▶ _Materials provided_:
## START

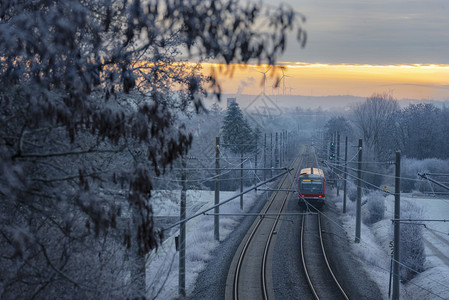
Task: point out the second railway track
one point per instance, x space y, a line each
249 276
320 277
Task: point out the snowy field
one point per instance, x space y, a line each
373 251
163 264
374 248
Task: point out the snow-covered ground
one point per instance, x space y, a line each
374 248
373 251
163 264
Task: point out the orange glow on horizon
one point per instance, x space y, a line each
413 81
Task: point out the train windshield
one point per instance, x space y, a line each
311 186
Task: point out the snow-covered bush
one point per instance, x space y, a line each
412 254
375 207
410 169
351 189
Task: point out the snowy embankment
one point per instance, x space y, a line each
374 249
163 265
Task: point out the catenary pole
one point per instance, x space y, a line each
358 220
345 175
397 216
265 156
338 162
217 190
182 233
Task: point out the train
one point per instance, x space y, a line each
312 187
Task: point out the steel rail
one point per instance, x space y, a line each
309 280
306 271
248 241
327 261
270 237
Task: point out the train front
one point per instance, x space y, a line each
311 188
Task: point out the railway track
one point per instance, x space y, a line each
323 284
249 276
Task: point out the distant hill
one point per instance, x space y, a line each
334 103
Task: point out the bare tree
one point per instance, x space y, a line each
375 120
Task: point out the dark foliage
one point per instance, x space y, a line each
90 92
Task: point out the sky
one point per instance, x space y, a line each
359 48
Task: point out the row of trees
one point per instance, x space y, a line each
418 130
91 93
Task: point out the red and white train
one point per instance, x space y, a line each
312 187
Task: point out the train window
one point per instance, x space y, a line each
311 186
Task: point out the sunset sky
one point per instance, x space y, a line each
359 47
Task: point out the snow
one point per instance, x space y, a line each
374 250
163 264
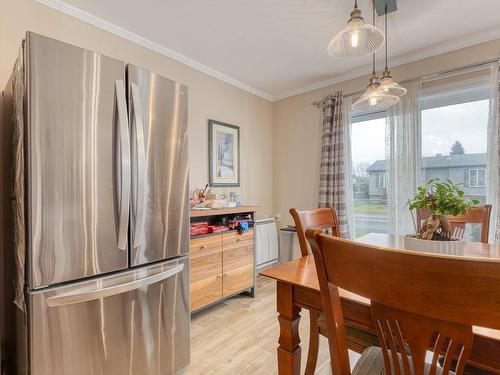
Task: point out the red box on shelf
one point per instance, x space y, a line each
216 228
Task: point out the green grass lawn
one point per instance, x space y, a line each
371 208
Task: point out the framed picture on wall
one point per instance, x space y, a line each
224 154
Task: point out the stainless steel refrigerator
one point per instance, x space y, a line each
106 215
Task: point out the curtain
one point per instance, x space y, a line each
493 191
403 158
335 160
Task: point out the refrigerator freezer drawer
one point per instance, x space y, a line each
136 322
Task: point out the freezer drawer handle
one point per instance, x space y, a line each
125 164
139 190
85 296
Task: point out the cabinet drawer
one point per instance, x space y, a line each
204 246
237 262
205 258
206 291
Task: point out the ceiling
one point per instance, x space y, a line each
277 48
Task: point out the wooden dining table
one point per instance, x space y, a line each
298 288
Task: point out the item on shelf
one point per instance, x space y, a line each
235 198
242 226
199 228
216 228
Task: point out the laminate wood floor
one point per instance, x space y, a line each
240 336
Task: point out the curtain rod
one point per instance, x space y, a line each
425 77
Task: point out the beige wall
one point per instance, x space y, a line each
297 127
208 97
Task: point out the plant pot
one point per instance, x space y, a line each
455 246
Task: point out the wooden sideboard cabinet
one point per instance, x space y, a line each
221 264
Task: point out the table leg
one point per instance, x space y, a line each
289 351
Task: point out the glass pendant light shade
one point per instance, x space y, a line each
388 85
374 98
358 39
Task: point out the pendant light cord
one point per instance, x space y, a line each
386 38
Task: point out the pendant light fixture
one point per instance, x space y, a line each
358 39
387 84
374 99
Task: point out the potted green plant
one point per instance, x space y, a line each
442 199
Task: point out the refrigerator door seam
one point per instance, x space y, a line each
125 164
140 190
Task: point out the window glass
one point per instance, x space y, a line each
368 160
454 147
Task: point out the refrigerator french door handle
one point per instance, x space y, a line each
89 295
140 197
124 163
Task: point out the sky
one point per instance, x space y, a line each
441 127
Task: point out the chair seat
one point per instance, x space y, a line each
372 363
357 339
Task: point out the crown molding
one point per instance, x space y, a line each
435 50
144 42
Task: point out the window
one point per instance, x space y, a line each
454 114
368 160
381 180
455 138
477 177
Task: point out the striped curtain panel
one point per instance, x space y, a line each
333 186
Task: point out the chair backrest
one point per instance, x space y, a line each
476 215
318 218
418 301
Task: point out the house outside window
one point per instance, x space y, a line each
381 180
477 177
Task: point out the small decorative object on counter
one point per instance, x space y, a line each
205 228
239 223
235 199
242 227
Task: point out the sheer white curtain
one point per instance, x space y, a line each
403 158
493 193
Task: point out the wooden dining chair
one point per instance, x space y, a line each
476 215
322 219
419 302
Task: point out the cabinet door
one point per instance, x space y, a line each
237 262
206 270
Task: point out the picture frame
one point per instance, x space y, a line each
224 154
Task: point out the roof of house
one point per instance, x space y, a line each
441 161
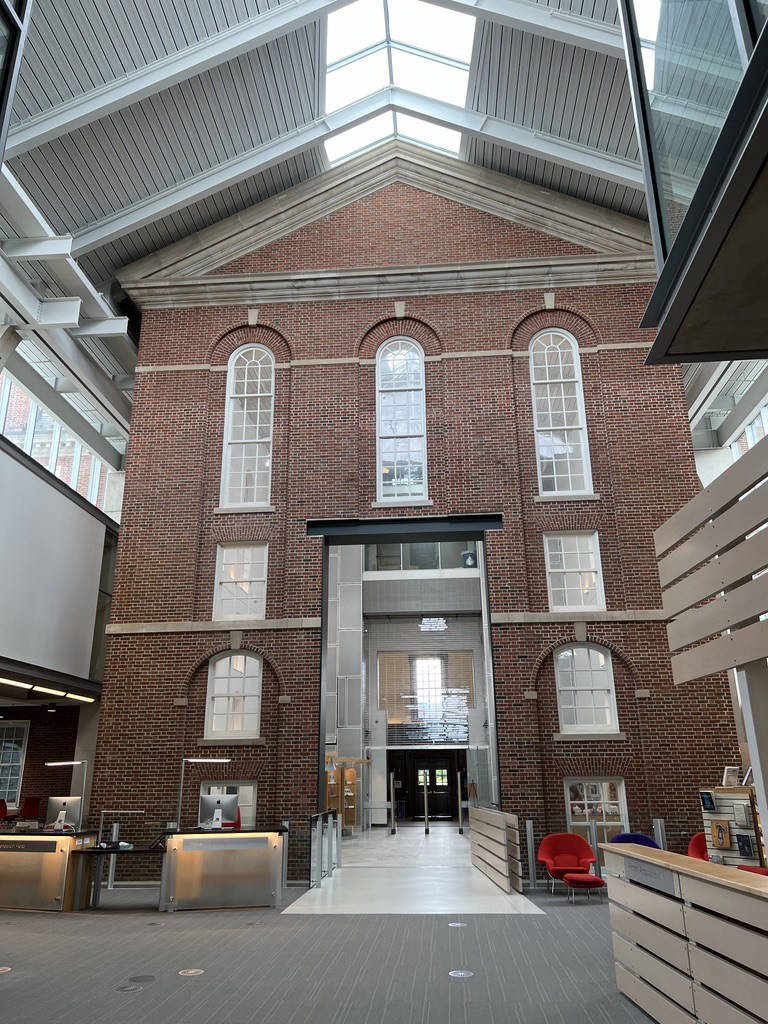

## END

▶ _Aim of the exercise_:
Extract each line from the records that contains the string "chair". Treat uppercase and lowercase as different.

▶ _Reply to the exercise_:
Task: point out the chair seat
Task: point out the chair backrest
Task: point out the wooden dining chair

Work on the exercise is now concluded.